_BRIEF A_
In the comment thread below, what did Iranian president Mahmoud Ahmadinejad say the two men had been granted?
_BRIEF B_
Please write what follows in the comment thread below, picking up after its last comment.

_PROVIDED PASSAGE_
Yes; she was. Read a newspaper, you'll learn something.
it was Laura Ling who was captured, Lisa Ling's sister
He's right, it was Laura not Lisa...perhaps we should verify things before villifying others...
@To DocOdi – No, we don't have the time to verify the information the media provides us as it is always true and factual. This way we can make our irrational decisions based on a news article and try and convict others in the court of public opinion. Fact?! what do we need facts for?
Iranian president Mahmoud Ahmadinejad said last week that the two men had been granted a “unilateral pardon.” http://bit.ly/ota3XU
"Evin Prison............. The facility is notorious for reported torture and extreme psychological mistreatment of inmates"
Hmmmmmmmmm...........and what do you think about Guantanamo and Abu Ghraib? Pleasure palaces?
I would venture a guess that overall, prisoners held in in US custody are treated better than those held in prisons of the countries noted in this article. Even with the exception of a few isolated incidents.
Any American near one of these countries boarders that gets caught should be left in that countries prisons. What idiot thinks it is a good idea to go for a hike along the Iranian boarder, or the North Korean boarder? Waste of time and energy spent on these moron's.
The most sure-fire way to tour the bungholes of the world is by enlisting.
Don't these sound like fun ideas:
-Let's go hiking within a few yards of an invisible line in a God-forsaken, remote area. Oh, and if you cross the line you are in a country that is very hostile to where you are from.
-Let's sneak into a country that wants to imprison/kill all foreigners.
When you set out to take a massive risk with your life, you should not be too surprised when you roll craps. And since it was your idea in the first place, why should everyone else spend massive resources to bail you out? The rule of gambling – if you can't accept the downside, don't gamble.

_DATA EXTRACT_
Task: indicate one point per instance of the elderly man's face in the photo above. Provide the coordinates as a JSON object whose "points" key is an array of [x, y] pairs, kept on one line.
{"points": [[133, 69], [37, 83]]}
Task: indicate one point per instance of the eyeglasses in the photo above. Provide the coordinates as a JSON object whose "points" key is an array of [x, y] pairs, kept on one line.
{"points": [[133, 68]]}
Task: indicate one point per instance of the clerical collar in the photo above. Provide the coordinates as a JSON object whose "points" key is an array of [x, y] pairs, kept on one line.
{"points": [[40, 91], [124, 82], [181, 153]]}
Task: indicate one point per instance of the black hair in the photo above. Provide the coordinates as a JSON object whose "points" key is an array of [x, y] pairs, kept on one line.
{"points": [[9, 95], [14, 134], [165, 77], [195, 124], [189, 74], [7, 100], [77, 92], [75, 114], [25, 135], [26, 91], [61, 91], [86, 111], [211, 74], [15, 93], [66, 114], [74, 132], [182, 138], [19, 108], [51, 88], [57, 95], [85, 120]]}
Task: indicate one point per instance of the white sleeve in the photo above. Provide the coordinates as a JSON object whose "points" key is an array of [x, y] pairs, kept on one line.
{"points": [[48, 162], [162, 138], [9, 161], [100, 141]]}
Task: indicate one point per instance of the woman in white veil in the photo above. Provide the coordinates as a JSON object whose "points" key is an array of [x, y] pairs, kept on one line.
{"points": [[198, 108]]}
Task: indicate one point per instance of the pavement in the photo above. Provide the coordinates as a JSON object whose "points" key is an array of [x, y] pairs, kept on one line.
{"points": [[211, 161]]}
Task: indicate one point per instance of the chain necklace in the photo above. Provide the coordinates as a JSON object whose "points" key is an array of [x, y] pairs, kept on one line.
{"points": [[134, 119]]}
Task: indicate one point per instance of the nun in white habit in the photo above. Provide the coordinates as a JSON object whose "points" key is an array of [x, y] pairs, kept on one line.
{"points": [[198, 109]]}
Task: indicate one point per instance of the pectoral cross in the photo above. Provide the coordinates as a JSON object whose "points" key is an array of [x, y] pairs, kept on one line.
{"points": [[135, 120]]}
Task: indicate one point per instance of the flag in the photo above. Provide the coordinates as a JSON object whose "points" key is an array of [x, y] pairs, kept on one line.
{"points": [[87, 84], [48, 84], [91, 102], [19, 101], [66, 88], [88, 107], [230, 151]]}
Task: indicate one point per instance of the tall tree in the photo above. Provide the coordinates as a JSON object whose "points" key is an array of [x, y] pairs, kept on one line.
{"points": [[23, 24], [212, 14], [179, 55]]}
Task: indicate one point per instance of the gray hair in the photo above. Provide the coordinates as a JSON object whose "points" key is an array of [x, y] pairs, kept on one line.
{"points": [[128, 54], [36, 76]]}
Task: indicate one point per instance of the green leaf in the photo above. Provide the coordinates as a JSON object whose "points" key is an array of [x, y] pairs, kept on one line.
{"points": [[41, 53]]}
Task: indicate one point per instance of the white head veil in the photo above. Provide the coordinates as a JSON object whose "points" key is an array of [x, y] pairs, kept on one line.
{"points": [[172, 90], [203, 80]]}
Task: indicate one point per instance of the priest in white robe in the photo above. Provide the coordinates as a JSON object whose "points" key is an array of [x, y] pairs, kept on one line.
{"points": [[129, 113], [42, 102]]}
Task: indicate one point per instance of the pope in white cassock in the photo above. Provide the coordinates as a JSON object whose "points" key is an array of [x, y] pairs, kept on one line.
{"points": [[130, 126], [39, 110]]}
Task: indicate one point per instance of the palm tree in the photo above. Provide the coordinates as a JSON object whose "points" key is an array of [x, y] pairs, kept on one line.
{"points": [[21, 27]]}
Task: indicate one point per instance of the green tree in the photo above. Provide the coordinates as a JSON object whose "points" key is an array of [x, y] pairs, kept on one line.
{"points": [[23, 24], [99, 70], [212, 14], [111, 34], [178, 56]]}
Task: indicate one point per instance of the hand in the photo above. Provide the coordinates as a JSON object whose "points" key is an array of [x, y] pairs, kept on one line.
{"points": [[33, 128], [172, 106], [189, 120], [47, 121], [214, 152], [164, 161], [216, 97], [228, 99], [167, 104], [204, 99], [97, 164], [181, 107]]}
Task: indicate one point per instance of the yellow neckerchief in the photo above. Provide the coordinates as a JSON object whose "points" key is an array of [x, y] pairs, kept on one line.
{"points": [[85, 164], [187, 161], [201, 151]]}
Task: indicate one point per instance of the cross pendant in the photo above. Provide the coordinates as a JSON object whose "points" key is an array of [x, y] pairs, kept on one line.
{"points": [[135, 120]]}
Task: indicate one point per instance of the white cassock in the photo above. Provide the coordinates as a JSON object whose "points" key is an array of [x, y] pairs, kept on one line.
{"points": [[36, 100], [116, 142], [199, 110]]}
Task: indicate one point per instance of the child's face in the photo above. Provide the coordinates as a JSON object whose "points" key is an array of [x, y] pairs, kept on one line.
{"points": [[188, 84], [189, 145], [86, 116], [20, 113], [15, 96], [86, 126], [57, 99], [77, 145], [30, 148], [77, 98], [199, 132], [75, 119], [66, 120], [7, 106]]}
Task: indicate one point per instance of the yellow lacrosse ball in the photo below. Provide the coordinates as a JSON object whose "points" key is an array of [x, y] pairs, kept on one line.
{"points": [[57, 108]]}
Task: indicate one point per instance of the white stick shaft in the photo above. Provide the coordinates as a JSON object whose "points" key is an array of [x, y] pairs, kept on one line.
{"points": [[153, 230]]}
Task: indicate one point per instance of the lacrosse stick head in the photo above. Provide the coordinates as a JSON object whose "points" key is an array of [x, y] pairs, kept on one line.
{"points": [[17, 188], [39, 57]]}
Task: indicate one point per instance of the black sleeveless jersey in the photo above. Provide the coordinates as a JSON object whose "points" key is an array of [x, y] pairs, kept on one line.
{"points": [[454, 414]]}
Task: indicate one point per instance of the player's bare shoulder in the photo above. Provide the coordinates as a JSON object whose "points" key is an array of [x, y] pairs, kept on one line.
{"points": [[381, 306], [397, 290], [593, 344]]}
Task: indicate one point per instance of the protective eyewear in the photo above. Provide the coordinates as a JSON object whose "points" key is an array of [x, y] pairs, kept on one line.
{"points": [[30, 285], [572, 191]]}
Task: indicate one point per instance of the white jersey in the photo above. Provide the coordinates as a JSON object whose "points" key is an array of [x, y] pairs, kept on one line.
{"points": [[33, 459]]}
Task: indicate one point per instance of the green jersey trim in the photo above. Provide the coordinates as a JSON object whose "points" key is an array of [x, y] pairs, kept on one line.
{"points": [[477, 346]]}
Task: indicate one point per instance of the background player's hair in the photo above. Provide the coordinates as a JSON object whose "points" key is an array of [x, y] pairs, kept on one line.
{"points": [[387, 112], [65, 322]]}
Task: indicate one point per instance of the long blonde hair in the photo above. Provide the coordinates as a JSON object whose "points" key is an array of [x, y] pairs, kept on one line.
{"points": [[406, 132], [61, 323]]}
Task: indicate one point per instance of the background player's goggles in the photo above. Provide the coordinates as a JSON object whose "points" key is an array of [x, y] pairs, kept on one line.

_TASK OUTPUT A_
A "unilateral pardon."

_TASK OUTPUT B_
At least Iran and North Korea only imprison foreigners who commit alleged crimes within their borders. For the last ten years, U.S. Military and the CIA have been abducting so-called terrorists from their home countries and imprisoning them in Guantanamo bay as well as secret detention centers all over the world without the courtesy of even a sham trial.
What about a look at Pakistanis, Iranians, Afghans, Iraqis and Libyans, Cubans, Koreans, Jailed in America. Shift of words from here to there!
Let's think: what would the US do if a Cuban goes to New York and deliver a secure satellite communication system to, say... the Communist Party USA (cpusa.org). What would the FBI, CIA and NSA do? Would they let it go? Would let the cuban go home? I don't think so... just remember those 5 cubans who where imprisoned in Miami because they advised the US Government that some Cuban exilees were preparing terror attacks...
People Know this is war time and if you are so Stupid to go into these places and think that you will be ok, then you get what you deserve.Wake up to the fact that they Do Not Care what you tell them that you are not a spy, do you think they care what you say and where you are even if you are right..No wonder there are so many problems, people who don't think and have no clue what thinking even is.
These guys were Jews men infiltrating Iran. This was a "Spies Like Us" Mossad operation.
The US funded terror groups like the MEK and the PPK to conduct terror attacks and sabotage in Iran. Israel has assassinated Iranians by dozens, and also funded the MEK and PPK to attack Iran while also working to sabotage Iran's nuclear program. They are lucky to be alive. These guys were Jews who like the Israeli Jews in the US knew 9/11 was going to happen and then cheered when it did happen as they watched.
So, these guys were lucky they were not Iranians caught in the US otherwise they would be tortured and given 75 years buy the US inJustisce System ay Gitmo.
So don't sit there with your Zionist media friends and try to use this as a reason the US should go to war with Iran. These spys ought to be dead. My advice is to tell Jews to stay out of Iran while Israel is funding a terror campaign inside the country.
This is coming from a retired Army officer. Israel is an enemy and it trying to drum up war between Iran and the U.S. Be forewarned.